[Objective]: Pick out each line in the entries below that contains the string "field", and copy those lines. The match is case-sensitive.

[Task material]:
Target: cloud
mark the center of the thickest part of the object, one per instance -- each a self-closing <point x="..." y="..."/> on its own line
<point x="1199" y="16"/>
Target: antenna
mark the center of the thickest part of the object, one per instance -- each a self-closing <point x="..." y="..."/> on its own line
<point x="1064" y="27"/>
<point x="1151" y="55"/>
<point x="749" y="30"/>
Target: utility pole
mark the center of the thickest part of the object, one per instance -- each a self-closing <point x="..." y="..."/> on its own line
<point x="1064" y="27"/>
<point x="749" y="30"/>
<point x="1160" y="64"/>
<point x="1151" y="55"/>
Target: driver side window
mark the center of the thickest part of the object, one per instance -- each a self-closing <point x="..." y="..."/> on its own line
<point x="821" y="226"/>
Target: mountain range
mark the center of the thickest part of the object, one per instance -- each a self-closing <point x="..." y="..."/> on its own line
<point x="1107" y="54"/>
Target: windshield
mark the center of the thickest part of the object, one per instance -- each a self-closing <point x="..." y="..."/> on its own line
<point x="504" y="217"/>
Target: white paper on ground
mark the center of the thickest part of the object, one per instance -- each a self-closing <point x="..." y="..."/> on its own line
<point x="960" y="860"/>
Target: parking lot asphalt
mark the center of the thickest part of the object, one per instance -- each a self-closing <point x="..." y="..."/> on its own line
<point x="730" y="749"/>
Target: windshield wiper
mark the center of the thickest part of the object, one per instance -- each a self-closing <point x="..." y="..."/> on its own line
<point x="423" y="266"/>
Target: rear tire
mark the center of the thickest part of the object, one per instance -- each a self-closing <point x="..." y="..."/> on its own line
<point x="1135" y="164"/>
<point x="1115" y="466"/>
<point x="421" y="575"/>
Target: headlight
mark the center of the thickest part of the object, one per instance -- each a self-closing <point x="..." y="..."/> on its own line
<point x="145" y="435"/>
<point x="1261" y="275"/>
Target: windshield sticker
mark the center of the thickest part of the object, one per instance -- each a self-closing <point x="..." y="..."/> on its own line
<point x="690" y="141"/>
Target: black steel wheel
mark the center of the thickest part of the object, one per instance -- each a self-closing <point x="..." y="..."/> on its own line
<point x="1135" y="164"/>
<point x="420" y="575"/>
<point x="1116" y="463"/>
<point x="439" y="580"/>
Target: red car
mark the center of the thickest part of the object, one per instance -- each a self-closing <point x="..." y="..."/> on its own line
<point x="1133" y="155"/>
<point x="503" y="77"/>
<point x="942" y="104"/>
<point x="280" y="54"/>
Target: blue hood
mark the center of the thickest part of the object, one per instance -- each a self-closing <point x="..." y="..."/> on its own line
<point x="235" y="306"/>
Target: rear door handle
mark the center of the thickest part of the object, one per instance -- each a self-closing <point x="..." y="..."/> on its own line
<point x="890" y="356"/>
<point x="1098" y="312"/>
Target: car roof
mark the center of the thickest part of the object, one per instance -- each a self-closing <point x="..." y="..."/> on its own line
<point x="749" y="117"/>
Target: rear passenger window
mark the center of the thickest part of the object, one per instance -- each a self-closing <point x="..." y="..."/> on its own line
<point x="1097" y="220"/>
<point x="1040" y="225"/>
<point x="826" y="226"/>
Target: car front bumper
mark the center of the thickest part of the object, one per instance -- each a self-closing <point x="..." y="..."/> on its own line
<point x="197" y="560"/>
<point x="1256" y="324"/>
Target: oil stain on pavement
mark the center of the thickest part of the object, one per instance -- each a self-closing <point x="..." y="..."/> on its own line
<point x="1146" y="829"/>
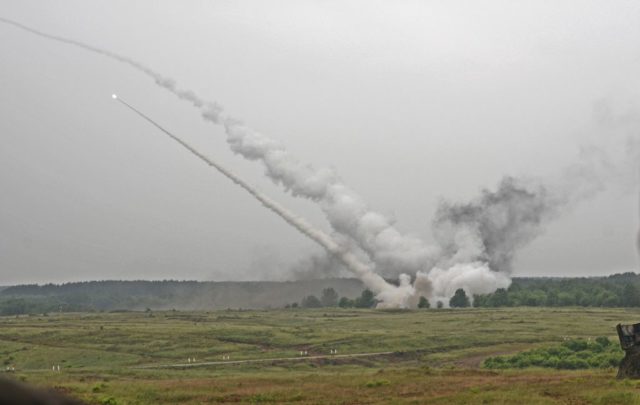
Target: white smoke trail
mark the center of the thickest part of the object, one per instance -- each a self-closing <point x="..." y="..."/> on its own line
<point x="392" y="252"/>
<point x="372" y="280"/>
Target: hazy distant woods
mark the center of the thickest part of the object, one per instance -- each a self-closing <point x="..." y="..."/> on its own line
<point x="619" y="290"/>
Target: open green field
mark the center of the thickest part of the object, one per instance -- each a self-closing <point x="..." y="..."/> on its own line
<point x="432" y="356"/>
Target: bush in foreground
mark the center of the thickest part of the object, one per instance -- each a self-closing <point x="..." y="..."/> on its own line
<point x="569" y="355"/>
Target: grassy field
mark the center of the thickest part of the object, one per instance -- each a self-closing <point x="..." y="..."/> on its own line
<point x="118" y="358"/>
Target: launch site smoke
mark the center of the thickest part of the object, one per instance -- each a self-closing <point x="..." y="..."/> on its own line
<point x="476" y="241"/>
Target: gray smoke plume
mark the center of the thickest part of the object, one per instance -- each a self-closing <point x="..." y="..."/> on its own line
<point x="372" y="280"/>
<point x="374" y="235"/>
<point x="477" y="241"/>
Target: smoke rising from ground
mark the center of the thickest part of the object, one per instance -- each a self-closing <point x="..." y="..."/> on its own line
<point x="477" y="241"/>
<point x="362" y="271"/>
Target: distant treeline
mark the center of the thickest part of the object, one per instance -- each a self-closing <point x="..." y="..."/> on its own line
<point x="163" y="295"/>
<point x="618" y="290"/>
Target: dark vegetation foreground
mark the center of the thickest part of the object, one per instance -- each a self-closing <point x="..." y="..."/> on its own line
<point x="437" y="356"/>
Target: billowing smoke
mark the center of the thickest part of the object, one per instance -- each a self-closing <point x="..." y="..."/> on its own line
<point x="368" y="277"/>
<point x="477" y="241"/>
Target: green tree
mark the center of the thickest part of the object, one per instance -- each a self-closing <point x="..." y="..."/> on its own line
<point x="424" y="303"/>
<point x="630" y="296"/>
<point x="459" y="299"/>
<point x="366" y="300"/>
<point x="329" y="297"/>
<point x="345" y="303"/>
<point x="310" y="301"/>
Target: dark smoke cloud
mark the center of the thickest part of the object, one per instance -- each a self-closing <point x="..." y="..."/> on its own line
<point x="494" y="226"/>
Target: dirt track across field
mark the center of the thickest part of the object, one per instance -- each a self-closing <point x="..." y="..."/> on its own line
<point x="276" y="359"/>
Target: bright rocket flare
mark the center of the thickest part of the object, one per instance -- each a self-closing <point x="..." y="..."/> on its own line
<point x="372" y="280"/>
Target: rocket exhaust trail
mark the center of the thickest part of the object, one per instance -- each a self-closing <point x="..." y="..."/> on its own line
<point x="368" y="277"/>
<point x="84" y="46"/>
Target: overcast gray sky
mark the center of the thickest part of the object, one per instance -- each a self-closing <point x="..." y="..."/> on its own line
<point x="409" y="102"/>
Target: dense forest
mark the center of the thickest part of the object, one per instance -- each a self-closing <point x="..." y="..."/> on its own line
<point x="164" y="295"/>
<point x="618" y="290"/>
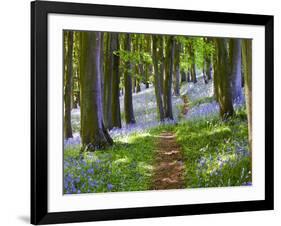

[Solved problem]:
Target: open green field
Target: grassy field
Target: dirt track across field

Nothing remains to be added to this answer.